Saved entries

#####

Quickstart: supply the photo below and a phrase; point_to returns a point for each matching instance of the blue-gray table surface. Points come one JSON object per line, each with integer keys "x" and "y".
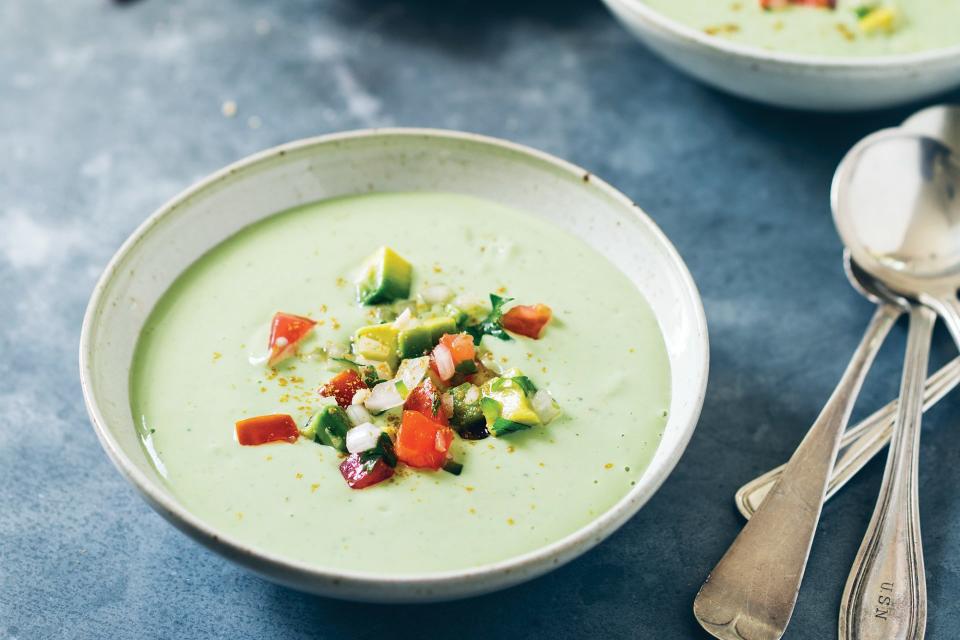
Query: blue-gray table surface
{"x": 108, "y": 109}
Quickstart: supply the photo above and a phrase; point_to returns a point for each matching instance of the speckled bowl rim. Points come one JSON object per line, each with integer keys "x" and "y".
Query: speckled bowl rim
{"x": 419, "y": 587}
{"x": 798, "y": 61}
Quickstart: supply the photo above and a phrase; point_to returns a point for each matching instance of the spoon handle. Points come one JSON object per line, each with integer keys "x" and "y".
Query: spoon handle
{"x": 859, "y": 445}
{"x": 886, "y": 596}
{"x": 751, "y": 593}
{"x": 948, "y": 307}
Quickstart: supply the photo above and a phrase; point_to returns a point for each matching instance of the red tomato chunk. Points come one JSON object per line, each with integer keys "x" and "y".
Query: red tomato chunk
{"x": 262, "y": 429}
{"x": 422, "y": 442}
{"x": 526, "y": 320}
{"x": 343, "y": 386}
{"x": 285, "y": 332}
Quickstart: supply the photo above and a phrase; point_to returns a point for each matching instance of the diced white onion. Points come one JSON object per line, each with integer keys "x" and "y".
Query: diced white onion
{"x": 259, "y": 359}
{"x": 362, "y": 437}
{"x": 489, "y": 361}
{"x": 545, "y": 406}
{"x": 405, "y": 320}
{"x": 444, "y": 358}
{"x": 326, "y": 401}
{"x": 360, "y": 396}
{"x": 358, "y": 414}
{"x": 335, "y": 350}
{"x": 436, "y": 294}
{"x": 384, "y": 396}
{"x": 412, "y": 371}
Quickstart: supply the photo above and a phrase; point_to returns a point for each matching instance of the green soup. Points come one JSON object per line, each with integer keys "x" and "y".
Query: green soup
{"x": 603, "y": 358}
{"x": 847, "y": 30}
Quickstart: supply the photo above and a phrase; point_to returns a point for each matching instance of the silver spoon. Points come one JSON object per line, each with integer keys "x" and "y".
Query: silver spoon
{"x": 751, "y": 593}
{"x": 864, "y": 440}
{"x": 901, "y": 192}
{"x": 896, "y": 199}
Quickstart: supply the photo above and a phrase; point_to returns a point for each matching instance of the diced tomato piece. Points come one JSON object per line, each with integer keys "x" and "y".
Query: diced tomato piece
{"x": 360, "y": 474}
{"x": 527, "y": 320}
{"x": 780, "y": 4}
{"x": 263, "y": 429}
{"x": 343, "y": 386}
{"x": 460, "y": 345}
{"x": 285, "y": 332}
{"x": 424, "y": 397}
{"x": 422, "y": 442}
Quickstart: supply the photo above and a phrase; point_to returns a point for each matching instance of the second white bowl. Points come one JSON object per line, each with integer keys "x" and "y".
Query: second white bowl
{"x": 818, "y": 83}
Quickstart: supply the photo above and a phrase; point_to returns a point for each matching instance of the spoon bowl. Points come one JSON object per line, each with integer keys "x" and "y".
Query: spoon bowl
{"x": 896, "y": 205}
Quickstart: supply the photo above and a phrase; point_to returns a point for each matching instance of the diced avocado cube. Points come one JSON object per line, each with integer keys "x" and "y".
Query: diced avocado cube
{"x": 416, "y": 341}
{"x": 514, "y": 404}
{"x": 329, "y": 426}
{"x": 377, "y": 342}
{"x": 385, "y": 277}
{"x": 438, "y": 327}
{"x": 413, "y": 342}
{"x": 467, "y": 413}
{"x": 458, "y": 315}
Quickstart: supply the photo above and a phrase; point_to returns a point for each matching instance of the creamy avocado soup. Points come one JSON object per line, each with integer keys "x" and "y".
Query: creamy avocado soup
{"x": 823, "y": 27}
{"x": 401, "y": 383}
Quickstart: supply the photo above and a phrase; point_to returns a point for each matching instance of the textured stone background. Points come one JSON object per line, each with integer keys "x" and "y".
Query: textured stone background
{"x": 107, "y": 110}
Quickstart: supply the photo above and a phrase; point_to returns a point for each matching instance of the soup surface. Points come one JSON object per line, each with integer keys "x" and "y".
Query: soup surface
{"x": 194, "y": 375}
{"x": 851, "y": 28}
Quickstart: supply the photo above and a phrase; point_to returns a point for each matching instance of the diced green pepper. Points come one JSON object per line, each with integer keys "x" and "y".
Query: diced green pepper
{"x": 439, "y": 326}
{"x": 502, "y": 427}
{"x": 386, "y": 277}
{"x": 512, "y": 399}
{"x": 329, "y": 427}
{"x": 377, "y": 342}
{"x": 467, "y": 413}
{"x": 413, "y": 342}
{"x": 454, "y": 467}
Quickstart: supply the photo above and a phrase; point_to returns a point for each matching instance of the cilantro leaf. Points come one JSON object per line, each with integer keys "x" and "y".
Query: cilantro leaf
{"x": 492, "y": 325}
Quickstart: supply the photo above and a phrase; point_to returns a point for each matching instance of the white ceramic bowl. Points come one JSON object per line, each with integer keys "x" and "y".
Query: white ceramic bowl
{"x": 361, "y": 162}
{"x": 822, "y": 83}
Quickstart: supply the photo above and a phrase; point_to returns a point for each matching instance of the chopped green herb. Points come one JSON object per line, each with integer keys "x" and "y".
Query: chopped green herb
{"x": 384, "y": 449}
{"x": 864, "y": 10}
{"x": 492, "y": 325}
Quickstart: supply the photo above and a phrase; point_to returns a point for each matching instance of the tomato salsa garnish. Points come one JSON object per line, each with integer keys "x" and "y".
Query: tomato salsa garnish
{"x": 414, "y": 381}
{"x": 262, "y": 429}
{"x": 286, "y": 331}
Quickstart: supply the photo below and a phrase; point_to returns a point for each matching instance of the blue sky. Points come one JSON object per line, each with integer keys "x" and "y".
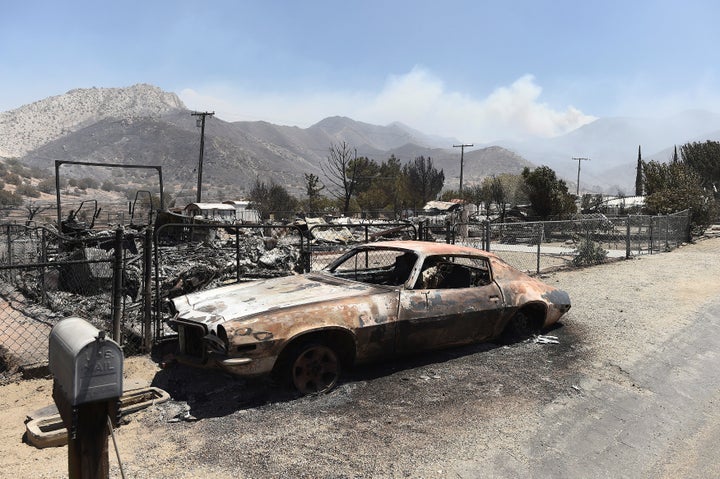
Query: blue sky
{"x": 475, "y": 70}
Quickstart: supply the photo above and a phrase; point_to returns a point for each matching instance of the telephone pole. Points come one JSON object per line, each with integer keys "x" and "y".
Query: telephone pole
{"x": 578, "y": 159}
{"x": 462, "y": 154}
{"x": 201, "y": 123}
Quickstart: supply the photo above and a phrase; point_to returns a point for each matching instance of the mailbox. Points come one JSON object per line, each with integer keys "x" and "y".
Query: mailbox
{"x": 86, "y": 366}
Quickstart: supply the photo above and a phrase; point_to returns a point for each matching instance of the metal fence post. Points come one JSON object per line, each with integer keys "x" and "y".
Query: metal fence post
{"x": 43, "y": 258}
{"x": 487, "y": 236}
{"x": 237, "y": 254}
{"x": 117, "y": 285}
{"x": 627, "y": 237}
{"x": 541, "y": 235}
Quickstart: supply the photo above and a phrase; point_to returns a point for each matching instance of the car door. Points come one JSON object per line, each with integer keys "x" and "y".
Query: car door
{"x": 455, "y": 311}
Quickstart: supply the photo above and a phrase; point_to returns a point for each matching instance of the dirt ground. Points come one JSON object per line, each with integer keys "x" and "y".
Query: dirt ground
{"x": 524, "y": 409}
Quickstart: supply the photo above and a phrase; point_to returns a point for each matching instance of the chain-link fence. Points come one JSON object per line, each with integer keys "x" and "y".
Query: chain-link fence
{"x": 45, "y": 277}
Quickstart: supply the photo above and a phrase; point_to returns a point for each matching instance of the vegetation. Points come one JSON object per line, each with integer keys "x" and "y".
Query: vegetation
{"x": 548, "y": 195}
{"x": 673, "y": 187}
{"x": 272, "y": 198}
{"x": 589, "y": 253}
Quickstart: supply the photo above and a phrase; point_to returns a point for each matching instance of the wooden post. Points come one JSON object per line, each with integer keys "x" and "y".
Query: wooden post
{"x": 88, "y": 450}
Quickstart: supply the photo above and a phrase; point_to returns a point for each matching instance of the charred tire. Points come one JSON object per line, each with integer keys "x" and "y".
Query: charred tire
{"x": 313, "y": 368}
{"x": 522, "y": 326}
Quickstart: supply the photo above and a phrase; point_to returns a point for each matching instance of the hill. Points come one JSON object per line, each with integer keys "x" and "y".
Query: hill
{"x": 142, "y": 125}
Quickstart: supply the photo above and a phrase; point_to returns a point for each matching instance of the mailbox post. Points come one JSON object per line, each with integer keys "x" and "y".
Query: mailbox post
{"x": 87, "y": 371}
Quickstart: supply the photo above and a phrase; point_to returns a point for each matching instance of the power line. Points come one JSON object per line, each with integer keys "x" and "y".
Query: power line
{"x": 201, "y": 124}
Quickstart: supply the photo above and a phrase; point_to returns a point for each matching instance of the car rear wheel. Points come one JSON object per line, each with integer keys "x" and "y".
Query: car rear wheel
{"x": 314, "y": 368}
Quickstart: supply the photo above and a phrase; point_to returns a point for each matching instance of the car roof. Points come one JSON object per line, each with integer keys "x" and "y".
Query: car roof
{"x": 429, "y": 248}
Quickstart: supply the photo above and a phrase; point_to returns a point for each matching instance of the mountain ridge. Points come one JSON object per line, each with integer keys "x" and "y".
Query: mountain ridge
{"x": 144, "y": 124}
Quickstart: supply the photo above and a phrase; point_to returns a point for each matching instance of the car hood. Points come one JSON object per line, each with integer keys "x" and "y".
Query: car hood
{"x": 246, "y": 300}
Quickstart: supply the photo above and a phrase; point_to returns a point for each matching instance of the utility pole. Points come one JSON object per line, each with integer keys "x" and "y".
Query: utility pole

#####

▶ _INSTRUCTIONS FOR THE TASK_
Set down, word for word, every line from the line that holds "the car hood." to the end of the entries above, including both ends.

▶ _WRITTEN ANSWER_
Quickstart: supply the photo above and a phrase; point_to returns a point for each matching instance of the car hood. Points come one JSON object per line, each with integer keys "x" and "y".
Query: car hood
{"x": 246, "y": 300}
Quickstart: supply the photo above and a phrase; point_to returns a point for each matching instance of the utility pole. Points come one JSON object per line, each with integer keys "x" and "y".
Query: utility pole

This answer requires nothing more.